===== Records supplied =====
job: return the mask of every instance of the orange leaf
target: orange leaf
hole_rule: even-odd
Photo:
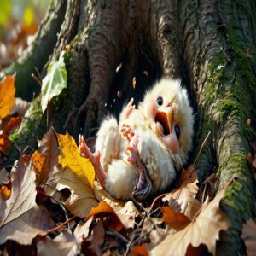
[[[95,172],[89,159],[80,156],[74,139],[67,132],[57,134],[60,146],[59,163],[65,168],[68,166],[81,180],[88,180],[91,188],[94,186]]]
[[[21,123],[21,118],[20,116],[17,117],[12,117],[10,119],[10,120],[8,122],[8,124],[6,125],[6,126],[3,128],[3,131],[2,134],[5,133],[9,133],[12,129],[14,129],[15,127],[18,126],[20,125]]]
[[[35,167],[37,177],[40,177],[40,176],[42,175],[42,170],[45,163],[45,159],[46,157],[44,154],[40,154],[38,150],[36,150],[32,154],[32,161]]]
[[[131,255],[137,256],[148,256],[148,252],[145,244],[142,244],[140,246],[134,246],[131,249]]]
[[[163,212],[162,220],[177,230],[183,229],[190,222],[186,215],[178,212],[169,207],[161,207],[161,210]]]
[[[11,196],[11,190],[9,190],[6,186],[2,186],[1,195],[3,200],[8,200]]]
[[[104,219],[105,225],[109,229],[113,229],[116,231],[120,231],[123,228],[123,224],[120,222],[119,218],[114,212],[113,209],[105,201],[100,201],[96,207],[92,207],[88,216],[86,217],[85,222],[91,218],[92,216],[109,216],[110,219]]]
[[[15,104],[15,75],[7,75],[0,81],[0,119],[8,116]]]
=====
===== Records supplied =====
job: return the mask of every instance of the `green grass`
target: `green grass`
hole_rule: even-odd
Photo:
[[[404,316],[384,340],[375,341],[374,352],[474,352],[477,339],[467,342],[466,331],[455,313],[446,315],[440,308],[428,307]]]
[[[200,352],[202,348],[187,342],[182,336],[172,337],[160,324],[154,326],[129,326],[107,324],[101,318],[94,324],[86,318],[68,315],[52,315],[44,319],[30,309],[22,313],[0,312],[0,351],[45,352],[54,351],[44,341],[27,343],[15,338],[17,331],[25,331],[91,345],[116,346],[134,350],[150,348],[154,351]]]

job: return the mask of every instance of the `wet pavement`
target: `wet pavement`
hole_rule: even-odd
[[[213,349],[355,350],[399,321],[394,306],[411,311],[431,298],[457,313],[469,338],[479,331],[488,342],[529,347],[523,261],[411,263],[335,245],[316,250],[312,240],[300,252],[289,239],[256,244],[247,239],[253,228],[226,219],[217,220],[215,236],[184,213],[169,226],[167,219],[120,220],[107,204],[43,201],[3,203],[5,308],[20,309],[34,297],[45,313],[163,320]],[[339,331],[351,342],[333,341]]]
=====
Copy the lines from the one containing "job: return the mask of every instance of the orange" through the one containing "[[[15,104],[15,75],[7,75],[0,81],[0,119],[8,116]]]", both included, and leave the picture out of your copy.

Full output:
job: return the mask of every instance of the orange leaf
target: orange leaf
hole_rule: even-odd
Photo:
[[[95,172],[89,159],[80,156],[74,139],[67,132],[57,134],[60,146],[59,163],[65,168],[68,166],[81,180],[88,180],[91,188],[94,186]]]
[[[21,123],[21,118],[20,116],[17,117],[12,117],[10,119],[10,120],[8,122],[8,124],[6,125],[6,126],[3,128],[3,131],[2,134],[5,133],[9,133],[12,129],[14,129],[15,127],[18,126],[20,125]]]
[[[35,167],[37,177],[40,177],[40,176],[42,175],[42,170],[45,163],[45,159],[46,157],[44,154],[40,154],[38,150],[36,150],[32,154],[32,161]]]
[[[131,255],[137,256],[148,256],[148,252],[145,244],[142,244],[140,246],[134,246],[131,249]]]
[[[163,212],[162,220],[177,230],[183,229],[190,222],[186,215],[178,212],[169,207],[161,207],[161,210]]]
[[[11,196],[11,190],[9,190],[6,186],[2,186],[1,195],[3,200],[8,200]]]
[[[104,219],[105,225],[109,229],[113,229],[116,231],[120,231],[123,228],[123,224],[120,222],[119,218],[114,212],[113,209],[105,201],[100,201],[96,207],[92,207],[88,216],[86,217],[85,222],[91,218],[92,216],[109,216],[110,219]]]
[[[15,104],[15,75],[7,75],[0,81],[0,119],[8,116]]]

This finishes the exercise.